## STATED TASK
Print all entries word for word.
────
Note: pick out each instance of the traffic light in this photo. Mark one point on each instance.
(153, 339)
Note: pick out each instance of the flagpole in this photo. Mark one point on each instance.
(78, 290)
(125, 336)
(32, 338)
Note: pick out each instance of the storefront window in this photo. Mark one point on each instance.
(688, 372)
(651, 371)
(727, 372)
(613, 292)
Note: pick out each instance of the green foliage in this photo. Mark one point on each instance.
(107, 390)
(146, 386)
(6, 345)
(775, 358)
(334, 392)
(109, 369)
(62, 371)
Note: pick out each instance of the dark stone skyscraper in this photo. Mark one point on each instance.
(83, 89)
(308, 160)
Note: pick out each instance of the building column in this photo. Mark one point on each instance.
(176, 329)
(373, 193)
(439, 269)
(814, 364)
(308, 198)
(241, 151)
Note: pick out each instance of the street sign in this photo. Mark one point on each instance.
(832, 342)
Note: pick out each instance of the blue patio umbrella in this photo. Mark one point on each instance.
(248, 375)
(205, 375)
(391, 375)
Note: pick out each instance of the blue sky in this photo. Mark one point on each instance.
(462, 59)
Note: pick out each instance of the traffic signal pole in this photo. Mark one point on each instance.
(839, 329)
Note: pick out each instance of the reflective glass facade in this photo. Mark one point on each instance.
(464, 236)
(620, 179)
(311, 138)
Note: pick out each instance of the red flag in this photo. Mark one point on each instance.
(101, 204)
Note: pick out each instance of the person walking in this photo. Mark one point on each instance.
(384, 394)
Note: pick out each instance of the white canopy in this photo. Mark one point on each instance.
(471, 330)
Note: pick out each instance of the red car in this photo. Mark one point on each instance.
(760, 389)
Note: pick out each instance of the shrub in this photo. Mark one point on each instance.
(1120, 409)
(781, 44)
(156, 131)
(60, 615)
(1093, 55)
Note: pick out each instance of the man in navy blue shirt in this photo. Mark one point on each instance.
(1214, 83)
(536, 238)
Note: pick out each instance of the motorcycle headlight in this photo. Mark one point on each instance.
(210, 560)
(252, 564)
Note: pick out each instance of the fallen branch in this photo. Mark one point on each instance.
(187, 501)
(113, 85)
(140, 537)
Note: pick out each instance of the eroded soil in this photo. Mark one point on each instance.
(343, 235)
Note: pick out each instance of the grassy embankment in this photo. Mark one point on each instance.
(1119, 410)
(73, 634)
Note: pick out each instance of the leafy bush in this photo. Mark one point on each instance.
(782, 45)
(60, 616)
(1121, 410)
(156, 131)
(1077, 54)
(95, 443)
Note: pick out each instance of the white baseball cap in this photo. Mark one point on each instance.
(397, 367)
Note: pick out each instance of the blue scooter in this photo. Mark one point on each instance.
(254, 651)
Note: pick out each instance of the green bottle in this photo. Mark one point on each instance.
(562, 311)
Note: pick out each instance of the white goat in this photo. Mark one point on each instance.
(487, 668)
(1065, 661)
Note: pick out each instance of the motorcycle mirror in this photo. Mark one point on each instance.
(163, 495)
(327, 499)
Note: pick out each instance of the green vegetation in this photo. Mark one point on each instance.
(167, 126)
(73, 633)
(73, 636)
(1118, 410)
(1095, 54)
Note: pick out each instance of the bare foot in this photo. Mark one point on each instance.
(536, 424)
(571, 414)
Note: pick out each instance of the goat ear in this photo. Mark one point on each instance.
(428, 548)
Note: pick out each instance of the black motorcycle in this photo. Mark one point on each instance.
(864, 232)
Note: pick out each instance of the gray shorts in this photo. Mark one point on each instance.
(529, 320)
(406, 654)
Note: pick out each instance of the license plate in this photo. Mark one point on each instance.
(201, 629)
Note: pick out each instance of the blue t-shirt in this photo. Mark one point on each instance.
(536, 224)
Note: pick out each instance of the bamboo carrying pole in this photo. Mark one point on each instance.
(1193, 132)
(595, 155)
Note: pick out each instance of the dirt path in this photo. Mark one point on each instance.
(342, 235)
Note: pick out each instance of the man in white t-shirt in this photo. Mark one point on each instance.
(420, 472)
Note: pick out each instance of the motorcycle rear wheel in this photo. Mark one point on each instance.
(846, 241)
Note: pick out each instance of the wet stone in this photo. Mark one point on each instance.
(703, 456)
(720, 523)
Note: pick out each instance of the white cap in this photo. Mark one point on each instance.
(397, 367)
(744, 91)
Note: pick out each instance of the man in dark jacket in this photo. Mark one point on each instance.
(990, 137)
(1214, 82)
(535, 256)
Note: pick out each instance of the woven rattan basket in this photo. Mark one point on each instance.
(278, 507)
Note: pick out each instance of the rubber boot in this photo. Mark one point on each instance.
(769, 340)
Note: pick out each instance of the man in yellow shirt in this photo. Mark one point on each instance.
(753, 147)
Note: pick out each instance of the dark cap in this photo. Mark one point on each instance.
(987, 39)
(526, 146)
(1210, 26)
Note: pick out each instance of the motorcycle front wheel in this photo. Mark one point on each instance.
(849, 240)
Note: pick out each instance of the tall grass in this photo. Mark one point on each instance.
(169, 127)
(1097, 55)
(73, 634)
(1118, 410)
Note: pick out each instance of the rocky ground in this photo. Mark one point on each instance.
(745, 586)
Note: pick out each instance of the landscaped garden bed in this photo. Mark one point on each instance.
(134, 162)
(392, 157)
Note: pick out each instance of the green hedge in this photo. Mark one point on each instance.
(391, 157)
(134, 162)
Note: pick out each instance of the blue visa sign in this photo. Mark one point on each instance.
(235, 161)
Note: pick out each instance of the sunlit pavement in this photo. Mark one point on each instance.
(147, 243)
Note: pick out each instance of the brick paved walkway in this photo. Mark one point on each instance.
────
## FULL SOLUTION
Note: pick out each instance of the traffic light in this photo. Mark one point on each instance.
(153, 339)
Note: pick out each instance of the flagpole in this photo. Mark one point on each instance.
(78, 290)
(125, 336)
(32, 338)
Note: pick out each instance of the storefront window in this photo. Mark one point on each instance.
(688, 372)
(651, 371)
(727, 372)
(613, 292)
Note: pick out each instance of the green foliage in this photo. Mark one point on each instance.
(107, 390)
(146, 386)
(6, 345)
(775, 358)
(334, 392)
(109, 369)
(62, 371)
Note: pick out each instance of the dark stone skyscraper in this photo. Mark one point on each instance.
(83, 89)
(308, 160)
Note: pick out each instance of the building column in this photo. Mark one point on each instance.
(176, 329)
(373, 193)
(439, 269)
(814, 364)
(308, 198)
(241, 151)
Note: pick out each instance of the street sign in this photo. Mark one point on each instance.
(832, 342)
Note: pick out each instance of the blue patio umbrella in this photo. Mark one point on each instance.
(248, 375)
(205, 375)
(391, 375)
Note: pick out each instance of the blue sky in this photo. Mark one point on each instance.
(462, 59)
Note: pick out each instance of the traffic signal pole in this photo. Mark one point on each instance.
(839, 329)
Note: pick out each instance of the reflective glass facade in this photo. Mark one point on each instance.
(464, 236)
(620, 179)
(311, 138)
Note: pick out each instance of the red flag in this photo. Mark one point on each instance.
(101, 204)
Note: pick out each instance of the person walking in this photo. Mark one point on each instance.
(384, 394)
Note: pick out each instance of the white canopy in this photo. Mark one point on each instance.
(471, 330)
Note: pick out each instance of the red car in this photo. Mark one point on each instance.
(760, 389)
Note: pick out each instance of the shrub in this photo. Mark one point on each instance.
(1120, 409)
(781, 44)
(156, 131)
(60, 615)
(1093, 55)
Note: pick out each instance of the man in navy blue shirt in this photo. Mark one point on each instance.
(1214, 83)
(536, 238)
Note: pick out each instance of the motorcycle headlight in this photo. Mark one point on each instance.
(210, 560)
(252, 564)
Note: pick out each instance of the fallen branch in this photo. Mark one point on each instance.
(187, 501)
(113, 85)
(140, 537)
Note: pick out each instance of the eroded soil in this photo. Mark one point on each instance.
(343, 235)
Note: pick out each instance of the grassy embankment in this photo. Mark one point on each instance.
(1119, 410)
(73, 634)
Note: pick out each instance of the leafy bush in this photo. Mark one point on each instance.
(782, 45)
(60, 616)
(1121, 410)
(156, 131)
(1077, 54)
(95, 443)
Note: pick out each instance of the white baseball cap in this photo. Mark one point on each instance.
(397, 367)
Note: pick out each instance of the blue scooter in this photo. Mark one point on each instance.
(254, 651)
Note: pick out each instance of the green bottle in this photo. Mark one point on each instance.
(562, 311)
Note: pick out each instance of the white goat in this photo. Mark one point on each instance.
(487, 668)
(1065, 661)
Note: pick out each instance of the motorcycle mirror in this photo. Mark one point on each instance.
(163, 495)
(327, 499)
Note: pick out each instance of the green vegetation in this photo. Mark one point on each instance.
(167, 126)
(73, 633)
(73, 636)
(1118, 410)
(1095, 54)
Note: pick out each instance of the bare foot in this photo. Mark one point on each instance.
(536, 424)
(571, 414)
Note: pick out each instance of the goat ear in this photo. Mark one point on each instance.
(428, 548)
Note: pick out each instance of the black motorcycle in this photo. Mark one point on each instance.
(864, 232)
Note: pick out each instance of the gray shorts in this photo. Mark one point on each instance.
(529, 320)
(406, 654)
Note: pick out each instance of the license plate in this photo. Mark one point on each instance.
(201, 629)
Note: pick out each instance of the blue t-shirt in this photo. Mark one point on each instance.
(536, 224)
Note: pick out each instance of the bamboo carrying pole in this photo. Mark one point on each instance.
(1193, 132)
(595, 155)
Note: pick out each instance of the dirt path in this photo. Mark one point on each instance.
(342, 235)
Note: pick out each instance of the man in white t-shirt in this photo. Mark one point on each instance.
(420, 472)
Note: pick out each instance of the motorcycle rear wheel in this photo. Mark one point on each instance.
(846, 241)
Note: pick out each instance of the wet stone in this photo. Mark one point on each instance.
(703, 456)
(720, 523)
Note: pick out each instance of the white cap in this photo. Mark one point on each instance.
(397, 367)
(744, 91)
Note: pick out each instance of the man in dark jacket in this photo. Mark one point on each instance.
(990, 137)
(1214, 82)
(535, 256)
Note: pick out each instance of the woven rattan basket in this photo. Mark one point on each instance.
(278, 507)
Note: pick out each instance of the rubber boot in this photo. Mark one point on each instance.
(769, 340)
Note: pick out each instance of the man in yellow shirt in this photo. Mark one point on each instance.
(753, 147)
Note: pick out each instance of the dark cap in this photo. Mark one point on each instance.
(987, 39)
(526, 146)
(1210, 26)
Note: pick out each instance of the motorcycle front wheel in this photo. Mark one point on each instance.
(849, 240)
Note: pick out each instance of the tall grass in this photo. Mark one point on each instance.
(169, 127)
(1097, 55)
(73, 634)
(1118, 410)
Note: pick out each instance of the rocky ground in this photo. Mark one point on each instance.
(745, 586)
Note: pick out each instance of the landscaped garden bed in this photo. Mark one point on each instance.
(134, 162)
(392, 157)
Note: pick out each instance of the green hedge in this photo. Mark one point on each instance.
(391, 157)
(134, 162)
Note: pick out each instance of the blue visa sign in this photo. Mark one point on each instance.
(235, 161)
Note: pick out each instance of the sunlit pavement in this photo. Mark one point on each instance.
(147, 243)
Note: pick out each instance of the brick paved walkway in this photo. Mark one point on each instance.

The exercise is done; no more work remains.